Below are records; transcribe each one exactly.

● **Dataset records**
☆ ☆ ☆ ☆ ☆

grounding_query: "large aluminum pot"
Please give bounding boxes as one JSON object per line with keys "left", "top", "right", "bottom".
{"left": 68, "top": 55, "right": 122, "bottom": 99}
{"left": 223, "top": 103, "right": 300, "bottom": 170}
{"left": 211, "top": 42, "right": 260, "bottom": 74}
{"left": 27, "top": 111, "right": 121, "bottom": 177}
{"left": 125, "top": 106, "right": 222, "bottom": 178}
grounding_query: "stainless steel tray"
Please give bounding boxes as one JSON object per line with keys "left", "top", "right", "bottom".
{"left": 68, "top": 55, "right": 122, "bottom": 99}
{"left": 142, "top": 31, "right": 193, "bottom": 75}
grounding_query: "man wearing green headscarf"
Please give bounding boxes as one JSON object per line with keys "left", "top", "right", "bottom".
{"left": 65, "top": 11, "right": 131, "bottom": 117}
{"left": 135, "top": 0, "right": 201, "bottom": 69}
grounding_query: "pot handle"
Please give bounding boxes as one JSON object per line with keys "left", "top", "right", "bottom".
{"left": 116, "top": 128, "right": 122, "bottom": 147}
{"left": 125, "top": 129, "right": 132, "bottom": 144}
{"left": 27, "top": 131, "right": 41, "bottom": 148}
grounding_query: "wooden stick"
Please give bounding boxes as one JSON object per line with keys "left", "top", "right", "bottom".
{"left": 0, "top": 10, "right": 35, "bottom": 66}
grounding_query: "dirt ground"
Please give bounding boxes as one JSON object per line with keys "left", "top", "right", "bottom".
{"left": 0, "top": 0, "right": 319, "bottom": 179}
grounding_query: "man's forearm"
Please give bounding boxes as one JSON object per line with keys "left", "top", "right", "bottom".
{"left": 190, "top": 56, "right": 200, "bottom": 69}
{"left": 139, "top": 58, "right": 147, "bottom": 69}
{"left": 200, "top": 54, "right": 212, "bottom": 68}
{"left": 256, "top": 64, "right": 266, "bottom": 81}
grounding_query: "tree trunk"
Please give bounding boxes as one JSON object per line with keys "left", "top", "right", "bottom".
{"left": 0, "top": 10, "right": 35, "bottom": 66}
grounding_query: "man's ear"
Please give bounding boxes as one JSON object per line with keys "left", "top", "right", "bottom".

☆ ☆ ☆ ☆ ☆

● **The answer**
grounding_query: "large aluminum pot"
Please give bounding boxes as one JSON object per line with keys "left", "top", "right", "bottom".
{"left": 68, "top": 55, "right": 122, "bottom": 99}
{"left": 223, "top": 103, "right": 300, "bottom": 170}
{"left": 211, "top": 42, "right": 260, "bottom": 74}
{"left": 27, "top": 111, "right": 121, "bottom": 177}
{"left": 125, "top": 106, "right": 222, "bottom": 178}
grounding_query: "stainless steel tray"
Please give bounding boxes as one JSON object per line with keys "left", "top", "right", "bottom".
{"left": 68, "top": 55, "right": 122, "bottom": 99}
{"left": 142, "top": 31, "right": 193, "bottom": 75}
grounding_query: "man wearing green headscarf"
Please give bounding boxes as one JSON object per line with keys "left", "top", "right", "bottom".
{"left": 65, "top": 11, "right": 131, "bottom": 117}
{"left": 135, "top": 0, "right": 201, "bottom": 69}
grounding_query: "pot handle"
Please give bounding boxes as one JSON object per line with keys "left", "top", "right", "bottom".
{"left": 116, "top": 128, "right": 122, "bottom": 147}
{"left": 125, "top": 129, "right": 132, "bottom": 144}
{"left": 27, "top": 131, "right": 41, "bottom": 148}
grounding_query: "wooden stick"
Please give bounding boxes as one JSON object per line with keys "left", "top", "right", "bottom".
{"left": 0, "top": 10, "right": 35, "bottom": 66}
grounding_query: "dirt ground"
Please give bounding boxes as one JSON object per line with keys "left", "top", "right", "bottom".
{"left": 0, "top": 0, "right": 319, "bottom": 179}
grounding_query: "man's forearm"
Please give bounding boxes as one JSON object per line with keys "left", "top", "right", "bottom".
{"left": 190, "top": 56, "right": 200, "bottom": 69}
{"left": 139, "top": 58, "right": 147, "bottom": 69}
{"left": 200, "top": 54, "right": 212, "bottom": 68}
{"left": 256, "top": 64, "right": 266, "bottom": 81}
grounding_query: "tree trunk"
Please give bounding boxes as one JSON object per line with keys "left", "top", "right", "bottom".
{"left": 0, "top": 10, "right": 35, "bottom": 66}
grounding_query: "man's ear"
Please give bounding boxes as one JSON object per line with keys "left", "top", "right", "bottom".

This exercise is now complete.